● Given text
I wonder if slight grammar incorrectness (like not capitalizing your sentences or using abbreviations) is going to start becoming a signal of authenticity for people subconsciously. Maybe it already has.
Either rely upon everyone else changing their behavior, or give up and use your LLM to re-compress incoming messages to be informationally dense as you see fit.
It's lossy tho. LLMs are crap at picking the "good stuff". Eg: the summary of the email covered the point about the family event but missed that the deal-terms were moving from Wyoming to Delaware.
Personally, I'm confident with my level of output so I'll continue to dutifully read all the crap that gets sent to me on company time. I'll just prefer to engage with people who communicate well and encourage that in others.
I think rude was the wrong word to use. I more meant lacking the pomp and circumstance fluff. I always appreciate considerate and polite speech and think it's requisite to being taken seriously. However, I think directness within the bounds of politeness is optimal.
Also, if it's wall-o-text or "staging must be updated before our os version is deprecated sunday" I prefer the latter.
Yeah that attitude will not get you far in life unless you're Steve Jobs, and it'll sink your ship unless you're obnoxiously rich. And even if you're either/both of those things: A. you can and should act better, and B. people will always attach an asshole-asterisk to your name for the rest of your life and probably even a good while after.
Exactly. In my 25+ year career, I've encountered maybe two dozen or so people whose e-mails and chats were terse, yet admittedly succinct, one-liners and most of them were also raging assholes to work with. The ones who also didn't use capital letters or punctuation in their communications were uniformly assholes.
My experience is completely opposite. Majority of the people send short emails - sometimes badly written, sometimes well written. And when someone sends long emails, people dont read them. They kinda skim them and ignore the rest.

● Exercise data

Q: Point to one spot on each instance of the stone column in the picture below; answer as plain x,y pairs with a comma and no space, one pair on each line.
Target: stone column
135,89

● Try it
Answer these questions about the email discussion:
(a) What did the email summary miss?
(b) How long is the career that one commenter mentions?
(c) According to the last comment, what do people do with long emails?
The lines have nothing to do with the email discussion.

● Task response
(a) It missed that the deal terms were moving from Wyoming to Delaware.
(b) More than 25 years.
(c) They skim them and ignore the rest.